Set exercise »
Copy out all of the data below line for line, leaving out the pictures.
________________________
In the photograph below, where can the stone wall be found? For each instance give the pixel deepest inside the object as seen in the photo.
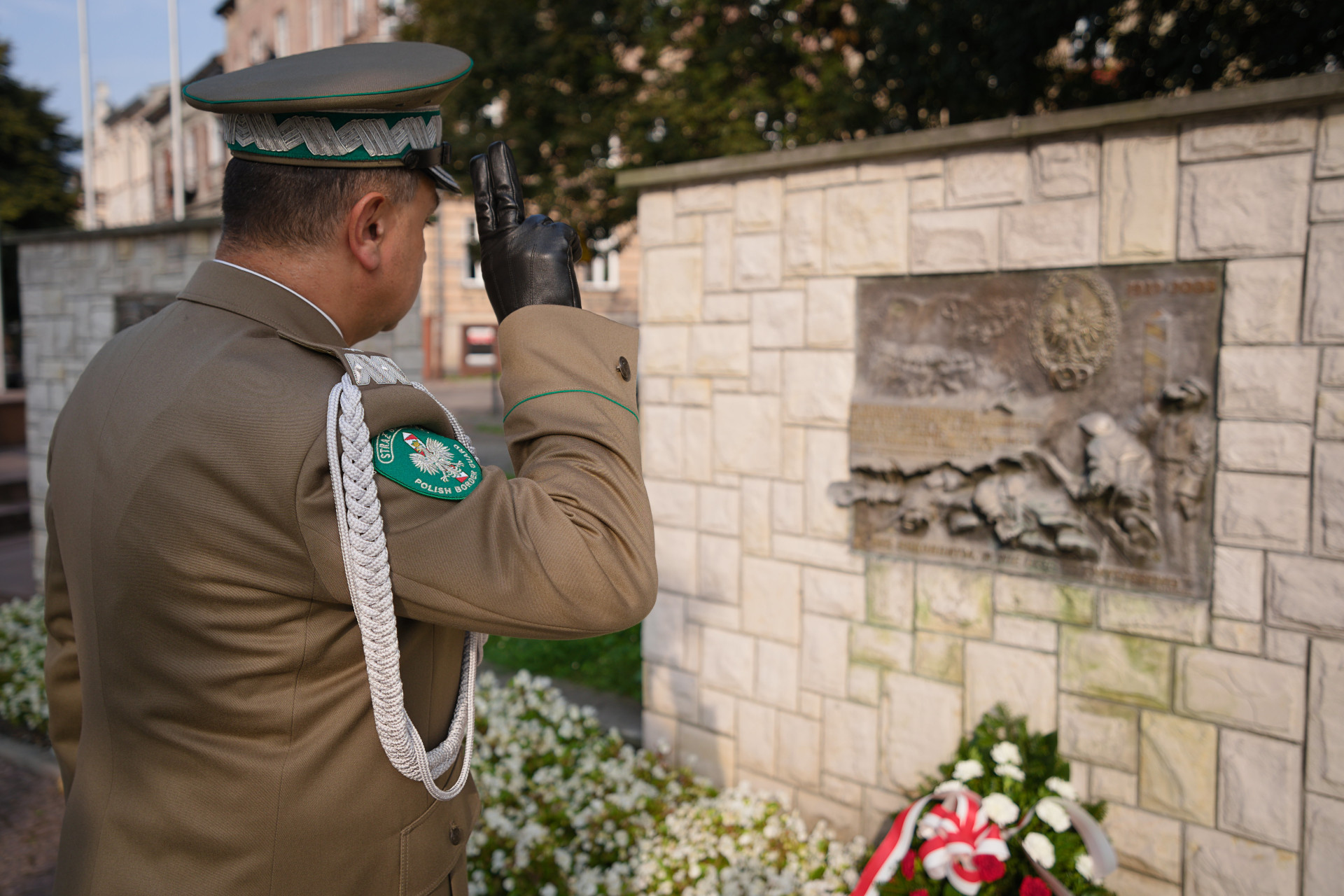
(67, 288)
(781, 657)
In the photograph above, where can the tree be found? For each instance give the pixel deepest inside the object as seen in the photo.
(35, 182)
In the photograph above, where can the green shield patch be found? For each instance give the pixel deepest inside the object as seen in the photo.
(425, 463)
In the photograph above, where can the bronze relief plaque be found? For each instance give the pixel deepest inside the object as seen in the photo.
(1058, 424)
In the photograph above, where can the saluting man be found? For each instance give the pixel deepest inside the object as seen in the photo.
(272, 558)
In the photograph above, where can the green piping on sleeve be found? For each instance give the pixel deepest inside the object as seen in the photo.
(558, 391)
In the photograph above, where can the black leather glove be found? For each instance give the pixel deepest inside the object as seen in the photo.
(523, 261)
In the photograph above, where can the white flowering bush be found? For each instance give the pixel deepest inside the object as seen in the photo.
(571, 809)
(23, 649)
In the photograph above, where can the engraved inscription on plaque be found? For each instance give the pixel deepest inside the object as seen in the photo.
(1049, 422)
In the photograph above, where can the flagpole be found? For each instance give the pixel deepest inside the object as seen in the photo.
(86, 101)
(179, 198)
________________________
Full output »
In the photograph below, where can the stone wall be found? For each instance give the pixel deepest inside the object as seen in the photo.
(67, 288)
(781, 657)
In the photograph above, where can the tree be found? For each instance give the pixel deepest inside the object as seen in the photo.
(35, 182)
In the photograph above, where can the green shield patch be found? For each instance give the pixel deepest inside the object as seen in the photo.
(425, 463)
In the photograph above, where can the bronze relief plaque be found? For each instance give the pixel deepest inside the object as seen in the photo.
(1058, 424)
In the photograph above, where can the saluting man be found? For each instance give the pixel deepest inside the object as seen in the photo.
(272, 558)
In the photograph above, where can the green piping on sleeve be found? For each instance give the pixel deepest inside the object as seen in the photo.
(558, 391)
In the photograph above, where can the black leather glove be found? For each instance give the pixel deepest inside the object as seen in the photo.
(523, 261)
In the photograph above, where can the white flowering bush be found? For each instance give the pixel deepest inside the object as seen in the photo.
(571, 809)
(23, 649)
In the photograph above, where can the engraved inscription on plaque be found? For each instance give the pixel deepest inside the object as seen in the photo.
(1049, 422)
In the photograph above, where can the flagpole be found? For each instance give the pixel deepest inside the object as seen in the photo.
(86, 101)
(179, 198)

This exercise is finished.